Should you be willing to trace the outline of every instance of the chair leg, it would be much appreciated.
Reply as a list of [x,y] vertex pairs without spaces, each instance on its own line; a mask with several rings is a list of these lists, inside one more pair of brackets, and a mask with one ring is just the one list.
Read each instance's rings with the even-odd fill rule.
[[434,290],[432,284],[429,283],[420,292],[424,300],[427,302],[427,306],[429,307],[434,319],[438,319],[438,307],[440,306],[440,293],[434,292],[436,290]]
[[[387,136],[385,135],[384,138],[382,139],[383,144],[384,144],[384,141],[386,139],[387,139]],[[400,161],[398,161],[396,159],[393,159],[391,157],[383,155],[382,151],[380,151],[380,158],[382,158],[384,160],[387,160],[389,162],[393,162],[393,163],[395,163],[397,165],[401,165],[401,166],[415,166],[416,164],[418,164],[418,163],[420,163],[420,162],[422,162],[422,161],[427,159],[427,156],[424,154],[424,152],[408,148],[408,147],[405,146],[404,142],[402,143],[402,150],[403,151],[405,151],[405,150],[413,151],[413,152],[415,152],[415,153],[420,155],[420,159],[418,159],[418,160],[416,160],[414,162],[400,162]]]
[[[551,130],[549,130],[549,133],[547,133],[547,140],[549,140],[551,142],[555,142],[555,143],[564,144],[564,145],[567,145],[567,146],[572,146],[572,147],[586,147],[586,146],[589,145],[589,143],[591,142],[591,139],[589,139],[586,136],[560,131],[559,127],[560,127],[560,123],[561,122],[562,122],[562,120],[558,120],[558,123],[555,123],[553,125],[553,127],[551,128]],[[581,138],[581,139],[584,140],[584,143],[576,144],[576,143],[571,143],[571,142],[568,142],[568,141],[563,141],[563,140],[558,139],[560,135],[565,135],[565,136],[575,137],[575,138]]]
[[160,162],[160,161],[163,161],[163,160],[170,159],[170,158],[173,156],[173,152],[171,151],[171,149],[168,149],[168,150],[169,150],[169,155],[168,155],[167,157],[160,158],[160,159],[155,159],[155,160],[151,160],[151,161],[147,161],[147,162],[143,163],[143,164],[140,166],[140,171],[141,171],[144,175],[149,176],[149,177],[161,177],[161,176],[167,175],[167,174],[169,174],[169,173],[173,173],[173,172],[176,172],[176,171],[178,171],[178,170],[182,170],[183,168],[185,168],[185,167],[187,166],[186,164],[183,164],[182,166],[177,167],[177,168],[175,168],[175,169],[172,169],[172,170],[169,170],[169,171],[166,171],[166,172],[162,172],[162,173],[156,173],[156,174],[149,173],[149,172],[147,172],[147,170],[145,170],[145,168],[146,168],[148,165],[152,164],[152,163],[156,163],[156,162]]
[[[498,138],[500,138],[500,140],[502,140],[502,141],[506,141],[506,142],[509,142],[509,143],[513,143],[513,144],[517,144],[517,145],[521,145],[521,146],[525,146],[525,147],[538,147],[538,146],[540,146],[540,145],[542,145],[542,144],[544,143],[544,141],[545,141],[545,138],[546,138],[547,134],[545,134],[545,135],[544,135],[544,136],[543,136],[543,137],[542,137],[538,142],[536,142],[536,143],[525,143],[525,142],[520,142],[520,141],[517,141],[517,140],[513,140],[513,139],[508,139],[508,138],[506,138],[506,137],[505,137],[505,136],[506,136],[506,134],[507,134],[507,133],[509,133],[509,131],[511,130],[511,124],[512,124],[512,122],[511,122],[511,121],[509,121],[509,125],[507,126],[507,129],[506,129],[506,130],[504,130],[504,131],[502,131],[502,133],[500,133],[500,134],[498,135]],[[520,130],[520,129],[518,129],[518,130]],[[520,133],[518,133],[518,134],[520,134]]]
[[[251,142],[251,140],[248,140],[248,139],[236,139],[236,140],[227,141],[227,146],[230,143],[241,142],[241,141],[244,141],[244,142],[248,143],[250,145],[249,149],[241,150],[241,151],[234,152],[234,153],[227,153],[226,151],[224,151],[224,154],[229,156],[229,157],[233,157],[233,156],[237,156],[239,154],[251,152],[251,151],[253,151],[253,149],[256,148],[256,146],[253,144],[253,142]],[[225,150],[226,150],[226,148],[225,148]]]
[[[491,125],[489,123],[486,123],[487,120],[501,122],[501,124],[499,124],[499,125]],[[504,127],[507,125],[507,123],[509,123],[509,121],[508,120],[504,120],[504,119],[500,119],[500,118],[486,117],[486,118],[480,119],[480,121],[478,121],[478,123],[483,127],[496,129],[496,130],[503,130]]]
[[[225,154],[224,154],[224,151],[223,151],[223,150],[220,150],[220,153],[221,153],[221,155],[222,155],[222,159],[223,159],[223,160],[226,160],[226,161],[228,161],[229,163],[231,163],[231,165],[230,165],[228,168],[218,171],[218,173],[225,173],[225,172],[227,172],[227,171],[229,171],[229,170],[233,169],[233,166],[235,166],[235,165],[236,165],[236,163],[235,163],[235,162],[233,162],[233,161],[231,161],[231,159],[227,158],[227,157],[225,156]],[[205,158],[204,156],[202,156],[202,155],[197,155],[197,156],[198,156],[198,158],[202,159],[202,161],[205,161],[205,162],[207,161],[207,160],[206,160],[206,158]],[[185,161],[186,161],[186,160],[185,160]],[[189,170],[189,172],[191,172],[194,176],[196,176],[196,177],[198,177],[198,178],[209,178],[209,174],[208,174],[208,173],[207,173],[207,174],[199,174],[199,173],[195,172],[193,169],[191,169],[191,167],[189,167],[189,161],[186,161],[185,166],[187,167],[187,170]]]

_ASSIGNED TASK_
When the entries above show the word "each" in a line, copy that line out.

_RESULT OF THIS EXERCISE_
Reply as a list of [x,y] vertex pairs without spaces, each instance on its own line; a mask with several rings is a list of these lists, inside one more pair of brackets, and a mask with one ring is just the one list.
Read each instance's rings with the even-odd fill rule.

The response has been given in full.